** Start of Text passage **

The Detector is used to apply error detection algorithms to a time series and optionally contains a ‘truth’ series, to which the error detection result can be compared. An example of a ‘truth’ series is a manually validated time series. Custom error detection algorithms can be defined using the RuleSet object.

Parameters:
  • series (pd.Series or pd.DataFrame) – time series to check

  • truth (pd.Series or pd.DataFrame, optional) – series that represents the ‘truth’, i.e. a benchmark to which the error detection result can be compared, by default None

Examples

Given a time series ‘series’ and some ruleset ‘rset’:

>>> d = Detector(series)
>>> d.apply_ruleset(rset)
>>> d.plot_overview()

See also

traval.RuleSet

object for defining detection algorithms

static _validate_input_series(series)[source]

Internal method for checking type and dtype of series.

Parameters:

series (object) – time series to check, must be pd.Series or pd.DataFrame. Datatype of series or first column of DataFrame must be float.

Raises:

TypeError – if series or dtype of series does not comply

apply_ruleset(ruleset, compare=True)[source]

Apply RuleSet to series.

Parameters:
  • ruleset (traval.RuleSet) – RuleSet object containing detection rules

  • compare (bool or list of int, optional) – if True, compare all results to original series and store in dictionary under comparisons attribute, default is True. If False, do not store comparisons. If list of int, store only those step numbers as comparisons. Note: value of -1 refers to last step for convenience.

See also

traval.RuleSet

object for defining detection algorithms

confusion_matrix(steps=None, truth=None)[source]

Calculate confusion matrix stats for detection rules.

** End of Text passage **
** Start of Recorded data **

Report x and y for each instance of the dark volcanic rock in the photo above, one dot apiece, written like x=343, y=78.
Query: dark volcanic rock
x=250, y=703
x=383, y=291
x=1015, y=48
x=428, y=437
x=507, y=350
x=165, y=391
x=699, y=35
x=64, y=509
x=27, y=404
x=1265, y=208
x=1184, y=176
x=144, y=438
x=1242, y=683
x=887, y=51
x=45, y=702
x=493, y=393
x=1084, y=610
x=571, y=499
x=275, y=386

** End of Recorded data **

■ Problem set ■
(1) Return the part of the Detector documentation from "TypeError – if" up to and including "step for convenience.".
(2) Resume writing the Detector documentation from the point where it ends.
You won't need the entries for any of this.

■ Task responses ■
(1)
TypeError – if series or dtype of series does not comply

apply_ruleset(ruleset, compare=True)[source]

Apply RuleSet to series.

Parameters:
  • ruleset (traval.RuleSet) – RuleSet object containing detection rules

  • compare (bool or list of int, optional) – if True, compare all results to original series and store in dictionary under comparisons attribute, default is True. If False, do not store comparisons. If list of int, store only those step numbers as comparisons. Note: value of -1 refers to last step for convenience.

(2)
Note: the calculated statistics per rule contain overlapping counts, i.e. multiple rules can mark the same observatin as suspect.

Parameters:
  • steps (int, list of int or None, optional) – steps for which to calculate confusion matrix statistics, by default None which uses all steps.

  • truth (pd.Series or pd.DataFrame, optional) – series representing the “truth”, i.e. a benchmark to which the resulting series is compared. By default None, which uses the stored truth series. Argument is included so a different truth can be passed.

Returns:

df – dataframe containing confusion matrix data, i.e. counts of true positives, false positives, true negatives and false negatives.

Return type:

pd.DataFrame

get_comment_series(steps=None)[source]
get_corrections_comparison(truth=None)[source]
get_corrections_dataframe(as_correction_codes=False, as_addable_df=False)[source]

Get DataFrame containing corrections.

Parameters:
  • as_correction_codes (bool, optional) – return DataFrame with correction codes, by default False

  • as_addable_df (bool, optional) – return DataFrame with corrections dataframe that you can add to the original time series to obtain the final result. Corrections are NaN when errors are detected, and nonzero where observations are shifted, and zero everywhere else.

Returns:

df – DataFrame containing corrections.

Return type:

pandas.DataFrame

get_final_result()[source]

Get final time series with flagged values set to NaN.

Returns:

series – time series produced by final step in RuleSet with flagged values set to NaN.

Return type:

pandas.Series

get_indices(category, step, truth=None)[source]
get_results_dataframe()[source]

Get results as DataFrame.

Returns:

df – results with flagged values set to NaN per applied rule.

Return type:

pandas.DataFrame

get_series(step, category=None)[source]
plot_overview(mark_suspects=True, **kwargs)[source]

Plot time series with flagged values per applied rule.

Parameters:

mark_suspects (bool, optional) – mark suspect values with red X, by default True

Returns:

ax – axes objects

Return type:

list of matplotlib.pyplot.Axes

reset()[source]

Reset Detector object.

set_truth(truth)[source]

Set ‘truth’ series.

Used for comparison with detection result.

Parameters:

truth (pd.Series or pd.DataFrame) – Series or DataFrame containing the “truth”, i.e. a benchmark to compare the detection result to.

stats_per_comment(step=None, truth=None)[source]
uniqueness(truth=None)[source]

Calculate unique contribution per rule to stats.

Note: the calculated statistics per rule are under counted, i.e. when multiple rules mark the same observation as suspect it is not contained in this result.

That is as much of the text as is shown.